Task material:
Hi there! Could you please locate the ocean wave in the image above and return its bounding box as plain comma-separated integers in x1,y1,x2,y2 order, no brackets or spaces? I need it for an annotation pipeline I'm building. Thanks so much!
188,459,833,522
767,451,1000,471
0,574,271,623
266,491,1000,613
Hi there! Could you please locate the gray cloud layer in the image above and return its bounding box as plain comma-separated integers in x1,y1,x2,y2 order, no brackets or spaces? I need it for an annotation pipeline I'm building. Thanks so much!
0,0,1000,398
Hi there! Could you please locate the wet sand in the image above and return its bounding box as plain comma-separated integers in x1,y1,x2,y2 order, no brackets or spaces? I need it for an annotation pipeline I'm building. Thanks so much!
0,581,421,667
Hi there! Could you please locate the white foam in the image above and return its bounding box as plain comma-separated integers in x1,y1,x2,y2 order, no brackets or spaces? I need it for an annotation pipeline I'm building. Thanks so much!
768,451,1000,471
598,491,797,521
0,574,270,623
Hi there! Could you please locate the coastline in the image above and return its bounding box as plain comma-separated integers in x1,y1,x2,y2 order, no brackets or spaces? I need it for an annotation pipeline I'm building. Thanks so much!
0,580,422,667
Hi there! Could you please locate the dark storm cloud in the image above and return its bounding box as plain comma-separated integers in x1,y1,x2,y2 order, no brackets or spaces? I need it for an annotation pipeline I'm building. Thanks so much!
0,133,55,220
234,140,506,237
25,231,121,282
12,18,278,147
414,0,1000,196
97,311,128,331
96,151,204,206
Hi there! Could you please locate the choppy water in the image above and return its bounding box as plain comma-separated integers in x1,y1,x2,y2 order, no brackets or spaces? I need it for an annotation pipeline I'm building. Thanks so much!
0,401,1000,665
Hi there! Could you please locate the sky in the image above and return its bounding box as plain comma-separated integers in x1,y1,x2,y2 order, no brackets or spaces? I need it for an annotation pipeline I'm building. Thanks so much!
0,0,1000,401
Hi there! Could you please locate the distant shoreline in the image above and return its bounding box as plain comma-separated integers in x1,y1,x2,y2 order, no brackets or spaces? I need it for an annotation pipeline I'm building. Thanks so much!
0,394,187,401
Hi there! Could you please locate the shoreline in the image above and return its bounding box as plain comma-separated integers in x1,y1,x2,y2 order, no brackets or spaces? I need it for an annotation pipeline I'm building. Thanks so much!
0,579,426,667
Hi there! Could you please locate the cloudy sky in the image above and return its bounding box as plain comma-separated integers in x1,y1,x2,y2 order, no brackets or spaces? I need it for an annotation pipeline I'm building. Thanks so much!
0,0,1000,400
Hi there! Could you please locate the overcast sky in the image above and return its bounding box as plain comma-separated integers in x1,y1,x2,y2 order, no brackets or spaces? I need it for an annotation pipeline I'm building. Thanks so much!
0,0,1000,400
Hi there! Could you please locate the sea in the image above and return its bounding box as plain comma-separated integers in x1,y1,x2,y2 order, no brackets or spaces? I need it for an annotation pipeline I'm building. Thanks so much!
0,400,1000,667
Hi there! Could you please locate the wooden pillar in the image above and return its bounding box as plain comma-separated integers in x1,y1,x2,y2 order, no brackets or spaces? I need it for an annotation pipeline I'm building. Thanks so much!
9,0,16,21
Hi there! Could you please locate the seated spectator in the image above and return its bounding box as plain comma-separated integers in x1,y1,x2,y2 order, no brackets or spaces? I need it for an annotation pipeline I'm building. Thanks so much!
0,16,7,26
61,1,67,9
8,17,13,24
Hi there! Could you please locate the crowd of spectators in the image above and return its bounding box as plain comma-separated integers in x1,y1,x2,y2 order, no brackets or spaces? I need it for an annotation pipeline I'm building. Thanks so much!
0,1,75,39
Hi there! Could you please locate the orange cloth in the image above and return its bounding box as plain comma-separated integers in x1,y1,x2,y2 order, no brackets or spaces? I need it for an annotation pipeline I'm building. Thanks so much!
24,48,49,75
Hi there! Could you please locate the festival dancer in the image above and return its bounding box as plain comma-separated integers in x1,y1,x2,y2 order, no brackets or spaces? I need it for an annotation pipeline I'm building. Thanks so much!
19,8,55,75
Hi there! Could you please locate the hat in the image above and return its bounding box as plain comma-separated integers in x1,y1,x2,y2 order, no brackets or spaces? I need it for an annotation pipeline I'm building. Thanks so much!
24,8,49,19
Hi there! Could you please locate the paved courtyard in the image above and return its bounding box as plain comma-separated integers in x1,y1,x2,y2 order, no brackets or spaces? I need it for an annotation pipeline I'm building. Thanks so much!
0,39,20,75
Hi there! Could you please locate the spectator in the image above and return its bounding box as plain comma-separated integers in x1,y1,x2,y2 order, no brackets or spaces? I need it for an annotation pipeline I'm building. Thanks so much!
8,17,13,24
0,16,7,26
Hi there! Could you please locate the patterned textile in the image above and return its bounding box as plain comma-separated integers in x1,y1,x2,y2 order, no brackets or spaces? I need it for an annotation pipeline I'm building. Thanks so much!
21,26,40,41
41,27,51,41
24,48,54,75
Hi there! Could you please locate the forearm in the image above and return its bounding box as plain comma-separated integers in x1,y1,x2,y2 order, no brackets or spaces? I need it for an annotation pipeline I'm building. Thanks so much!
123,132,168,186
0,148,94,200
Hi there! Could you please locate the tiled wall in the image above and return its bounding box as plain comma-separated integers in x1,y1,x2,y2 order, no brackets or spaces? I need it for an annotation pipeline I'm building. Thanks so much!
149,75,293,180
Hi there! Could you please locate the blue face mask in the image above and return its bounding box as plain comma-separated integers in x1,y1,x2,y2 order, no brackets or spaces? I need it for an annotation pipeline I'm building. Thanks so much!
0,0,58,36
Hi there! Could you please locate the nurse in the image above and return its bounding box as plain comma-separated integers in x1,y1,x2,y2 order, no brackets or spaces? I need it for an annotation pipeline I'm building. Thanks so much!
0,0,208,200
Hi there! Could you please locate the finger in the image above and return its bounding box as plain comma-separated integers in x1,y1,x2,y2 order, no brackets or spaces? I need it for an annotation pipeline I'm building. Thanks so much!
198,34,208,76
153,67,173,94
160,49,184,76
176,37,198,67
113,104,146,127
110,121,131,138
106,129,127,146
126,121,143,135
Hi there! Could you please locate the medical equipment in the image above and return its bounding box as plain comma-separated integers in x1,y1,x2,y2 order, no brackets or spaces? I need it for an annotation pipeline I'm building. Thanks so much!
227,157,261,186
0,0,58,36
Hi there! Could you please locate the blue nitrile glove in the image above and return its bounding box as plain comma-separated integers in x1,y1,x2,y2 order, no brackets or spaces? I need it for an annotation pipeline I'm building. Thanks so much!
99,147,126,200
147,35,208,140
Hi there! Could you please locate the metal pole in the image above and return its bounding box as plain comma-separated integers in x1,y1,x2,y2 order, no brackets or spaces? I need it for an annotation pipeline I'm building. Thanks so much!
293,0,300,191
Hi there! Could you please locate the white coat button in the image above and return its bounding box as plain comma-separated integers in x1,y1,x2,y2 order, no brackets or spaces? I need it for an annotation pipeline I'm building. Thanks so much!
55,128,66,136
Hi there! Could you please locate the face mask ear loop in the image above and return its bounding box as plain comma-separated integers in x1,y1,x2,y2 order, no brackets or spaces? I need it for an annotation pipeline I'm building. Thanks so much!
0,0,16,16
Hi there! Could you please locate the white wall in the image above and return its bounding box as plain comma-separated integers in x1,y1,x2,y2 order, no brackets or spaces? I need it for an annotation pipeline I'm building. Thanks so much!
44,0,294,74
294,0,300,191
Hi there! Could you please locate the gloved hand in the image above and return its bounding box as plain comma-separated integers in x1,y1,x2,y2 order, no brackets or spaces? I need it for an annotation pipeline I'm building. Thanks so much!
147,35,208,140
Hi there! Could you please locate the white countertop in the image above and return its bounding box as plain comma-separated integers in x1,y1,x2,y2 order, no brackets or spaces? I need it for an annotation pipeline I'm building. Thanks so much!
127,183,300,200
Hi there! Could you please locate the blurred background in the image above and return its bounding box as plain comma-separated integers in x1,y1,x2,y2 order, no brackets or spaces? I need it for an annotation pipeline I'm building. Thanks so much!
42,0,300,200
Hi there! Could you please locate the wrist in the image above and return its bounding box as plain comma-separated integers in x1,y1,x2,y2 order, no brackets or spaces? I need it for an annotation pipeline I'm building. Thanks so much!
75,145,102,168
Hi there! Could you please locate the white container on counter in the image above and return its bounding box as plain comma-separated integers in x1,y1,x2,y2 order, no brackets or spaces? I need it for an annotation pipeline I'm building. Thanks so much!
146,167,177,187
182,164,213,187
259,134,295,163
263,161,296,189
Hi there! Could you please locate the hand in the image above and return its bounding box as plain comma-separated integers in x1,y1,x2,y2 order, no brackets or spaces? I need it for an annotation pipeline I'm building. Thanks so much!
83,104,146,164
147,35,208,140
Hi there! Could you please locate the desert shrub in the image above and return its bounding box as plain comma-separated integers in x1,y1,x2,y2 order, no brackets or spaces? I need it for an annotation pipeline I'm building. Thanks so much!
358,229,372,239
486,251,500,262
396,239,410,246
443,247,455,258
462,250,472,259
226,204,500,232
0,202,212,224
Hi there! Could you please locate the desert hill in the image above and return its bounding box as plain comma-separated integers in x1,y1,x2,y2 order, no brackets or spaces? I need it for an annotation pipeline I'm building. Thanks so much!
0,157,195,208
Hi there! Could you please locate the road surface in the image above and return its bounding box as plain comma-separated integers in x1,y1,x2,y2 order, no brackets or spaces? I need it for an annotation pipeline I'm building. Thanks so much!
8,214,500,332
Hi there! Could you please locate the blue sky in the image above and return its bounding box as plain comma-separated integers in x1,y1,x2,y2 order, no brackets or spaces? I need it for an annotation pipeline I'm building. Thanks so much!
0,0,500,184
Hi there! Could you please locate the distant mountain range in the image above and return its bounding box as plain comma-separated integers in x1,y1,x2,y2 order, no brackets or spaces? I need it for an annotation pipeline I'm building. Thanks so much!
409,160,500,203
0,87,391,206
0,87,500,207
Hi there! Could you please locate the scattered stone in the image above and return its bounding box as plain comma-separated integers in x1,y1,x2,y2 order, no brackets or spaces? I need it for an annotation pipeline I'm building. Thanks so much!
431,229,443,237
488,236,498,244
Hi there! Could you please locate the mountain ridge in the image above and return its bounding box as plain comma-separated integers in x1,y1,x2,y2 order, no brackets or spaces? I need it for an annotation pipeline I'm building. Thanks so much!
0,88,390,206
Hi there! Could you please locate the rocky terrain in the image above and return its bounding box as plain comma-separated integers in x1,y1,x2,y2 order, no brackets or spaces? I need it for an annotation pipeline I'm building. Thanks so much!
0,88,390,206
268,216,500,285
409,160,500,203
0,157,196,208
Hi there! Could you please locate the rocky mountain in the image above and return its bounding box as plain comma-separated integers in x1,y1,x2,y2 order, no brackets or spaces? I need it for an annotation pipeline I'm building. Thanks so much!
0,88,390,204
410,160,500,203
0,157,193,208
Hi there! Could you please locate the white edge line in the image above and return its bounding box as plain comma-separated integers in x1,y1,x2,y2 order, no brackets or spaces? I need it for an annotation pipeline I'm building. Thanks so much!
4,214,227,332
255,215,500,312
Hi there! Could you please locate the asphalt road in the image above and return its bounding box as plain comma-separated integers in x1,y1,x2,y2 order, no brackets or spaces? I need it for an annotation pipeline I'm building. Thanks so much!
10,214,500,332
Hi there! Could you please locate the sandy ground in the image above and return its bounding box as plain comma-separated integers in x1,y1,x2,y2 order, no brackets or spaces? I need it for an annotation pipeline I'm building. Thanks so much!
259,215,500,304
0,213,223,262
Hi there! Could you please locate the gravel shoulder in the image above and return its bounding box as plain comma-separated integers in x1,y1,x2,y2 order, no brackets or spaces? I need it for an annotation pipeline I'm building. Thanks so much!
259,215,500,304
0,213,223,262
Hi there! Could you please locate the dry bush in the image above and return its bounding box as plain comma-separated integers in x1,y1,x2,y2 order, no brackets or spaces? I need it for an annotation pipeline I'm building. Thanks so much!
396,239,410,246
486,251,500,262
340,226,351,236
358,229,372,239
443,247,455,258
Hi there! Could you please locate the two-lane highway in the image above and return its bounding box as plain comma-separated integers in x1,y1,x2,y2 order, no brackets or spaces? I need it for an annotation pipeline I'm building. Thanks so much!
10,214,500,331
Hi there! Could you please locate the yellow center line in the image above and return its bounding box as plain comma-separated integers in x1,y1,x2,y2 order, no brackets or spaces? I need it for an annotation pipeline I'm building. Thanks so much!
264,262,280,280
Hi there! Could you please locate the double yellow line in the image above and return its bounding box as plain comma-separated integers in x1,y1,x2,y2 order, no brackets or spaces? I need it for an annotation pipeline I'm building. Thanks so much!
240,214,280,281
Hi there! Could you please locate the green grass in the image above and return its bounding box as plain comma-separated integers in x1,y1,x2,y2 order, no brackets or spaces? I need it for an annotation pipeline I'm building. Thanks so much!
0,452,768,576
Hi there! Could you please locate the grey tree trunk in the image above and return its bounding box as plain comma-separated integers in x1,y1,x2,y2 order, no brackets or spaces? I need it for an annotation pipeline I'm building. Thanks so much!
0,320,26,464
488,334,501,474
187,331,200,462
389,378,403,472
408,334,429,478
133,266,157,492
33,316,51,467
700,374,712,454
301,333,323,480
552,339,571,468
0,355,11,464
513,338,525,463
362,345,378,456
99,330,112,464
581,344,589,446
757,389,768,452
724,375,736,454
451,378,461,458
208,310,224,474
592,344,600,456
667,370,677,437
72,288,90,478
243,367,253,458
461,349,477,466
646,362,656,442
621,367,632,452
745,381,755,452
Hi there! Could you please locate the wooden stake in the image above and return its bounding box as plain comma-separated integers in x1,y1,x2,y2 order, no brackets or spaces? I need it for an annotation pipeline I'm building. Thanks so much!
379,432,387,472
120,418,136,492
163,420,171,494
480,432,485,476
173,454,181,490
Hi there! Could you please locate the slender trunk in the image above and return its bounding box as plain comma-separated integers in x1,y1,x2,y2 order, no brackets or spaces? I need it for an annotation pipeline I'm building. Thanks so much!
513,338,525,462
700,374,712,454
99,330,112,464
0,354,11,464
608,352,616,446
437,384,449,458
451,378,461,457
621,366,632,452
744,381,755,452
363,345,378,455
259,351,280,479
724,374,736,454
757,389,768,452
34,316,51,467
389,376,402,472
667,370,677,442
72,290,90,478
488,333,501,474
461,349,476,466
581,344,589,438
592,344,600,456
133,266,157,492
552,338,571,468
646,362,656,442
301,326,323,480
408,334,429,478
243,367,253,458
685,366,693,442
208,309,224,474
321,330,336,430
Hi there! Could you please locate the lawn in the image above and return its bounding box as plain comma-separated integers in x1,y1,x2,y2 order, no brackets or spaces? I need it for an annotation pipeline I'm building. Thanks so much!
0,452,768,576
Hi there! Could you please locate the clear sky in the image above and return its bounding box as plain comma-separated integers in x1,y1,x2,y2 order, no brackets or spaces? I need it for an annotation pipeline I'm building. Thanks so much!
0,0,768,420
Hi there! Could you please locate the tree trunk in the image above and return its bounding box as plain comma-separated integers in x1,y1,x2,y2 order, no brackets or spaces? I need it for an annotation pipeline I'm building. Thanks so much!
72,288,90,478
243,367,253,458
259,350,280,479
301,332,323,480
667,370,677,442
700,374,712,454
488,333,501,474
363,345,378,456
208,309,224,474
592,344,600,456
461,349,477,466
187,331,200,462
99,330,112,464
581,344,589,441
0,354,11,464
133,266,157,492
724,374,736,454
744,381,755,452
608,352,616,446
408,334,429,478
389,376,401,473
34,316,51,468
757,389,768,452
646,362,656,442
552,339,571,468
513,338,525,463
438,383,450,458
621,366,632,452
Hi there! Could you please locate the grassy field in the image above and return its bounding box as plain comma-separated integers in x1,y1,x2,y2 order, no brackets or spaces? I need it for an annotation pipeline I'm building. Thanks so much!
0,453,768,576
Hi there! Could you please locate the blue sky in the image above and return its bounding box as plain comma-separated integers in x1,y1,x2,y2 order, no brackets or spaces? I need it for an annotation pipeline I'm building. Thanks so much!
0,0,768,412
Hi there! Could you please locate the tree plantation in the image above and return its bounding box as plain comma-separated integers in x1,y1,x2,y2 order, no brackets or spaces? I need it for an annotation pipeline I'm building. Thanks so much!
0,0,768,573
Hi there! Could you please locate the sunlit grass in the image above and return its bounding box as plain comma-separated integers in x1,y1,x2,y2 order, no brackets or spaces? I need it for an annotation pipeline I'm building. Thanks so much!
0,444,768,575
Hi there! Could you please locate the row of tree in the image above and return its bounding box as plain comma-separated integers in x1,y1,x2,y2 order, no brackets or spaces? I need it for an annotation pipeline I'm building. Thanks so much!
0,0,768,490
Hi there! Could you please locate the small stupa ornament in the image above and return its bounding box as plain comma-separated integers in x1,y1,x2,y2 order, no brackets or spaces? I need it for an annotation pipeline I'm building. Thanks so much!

Your instructions: Render only the lines of the entries between the one holding "Hi there! Could you please locate the clear" and the one holding "0,0,768,412", inclusive, as a Markdown table with a Number column for the row count and a Text column for each line, skipping any blank lines.

Result of the task:
| Number | Text |
|---|---|
| 1 | Hi there! Could you please locate the clear sky in the image above and return its bounding box as plain comma-separated integers in x1,y1,x2,y2 order, no brackets or spaces? I need it for an annotation pipeline I'm building. Thanks so much! |
| 2 | 0,0,768,420 |
| 3 | Hi there! Could you please locate the tree trunk in the image above and return its bounding box as plain comma-separated integers in x1,y1,x2,y2 order, no brackets or spaces? I need it for an annotation pipeline I'm building. Thanks so much! |
| 4 | 72,288,90,478 |
| 5 | 243,367,253,458 |
| 6 | 259,350,280,479 |
| 7 | 301,332,323,480 |
| 8 | 667,370,677,442 |
| 9 | 700,374,712,454 |
| 10 | 488,333,501,474 |
| 11 | 363,345,378,456 |
| 12 | 208,309,224,474 |
| 13 | 592,344,600,456 |
| 14 | 461,349,477,466 |
| 15 | 187,331,200,462 |
| 16 | 99,330,112,464 |
| 17 | 581,344,589,441 |
| 18 | 0,354,11,464 |
| 19 | 133,266,157,492 |
| 20 | 724,374,736,454 |
| 21 | 744,381,755,452 |
| 22 | 608,352,616,446 |
| 23 | 408,334,429,478 |
| 24 | 389,376,401,473 |
| 25 | 34,316,51,468 |
| 26 | 757,389,768,452 |
| 27 | 646,362,656,442 |
| 28 | 552,339,571,468 |
| 29 | 513,338,525,463 |
| 30 | 438,383,450,458 |
| 31 | 621,366,632,452 |
| 32 | Hi there! Could you please locate the grassy field in the image above and return its bounding box as plain comma-separated integers in x1,y1,x2,y2 order, no brackets or spaces? I need it for an annotation pipeline I'm building. Thanks so much! |
| 33 | 0,453,768,576 |
| 34 | Hi there! Could you please locate the blue sky in the image above and return its bounding box as plain comma-separated integers in x1,y1,x2,y2 order, no brackets or spaces? I need it for an annotation pipeline I'm building. Thanks so much! |
| 35 | 0,0,768,412 |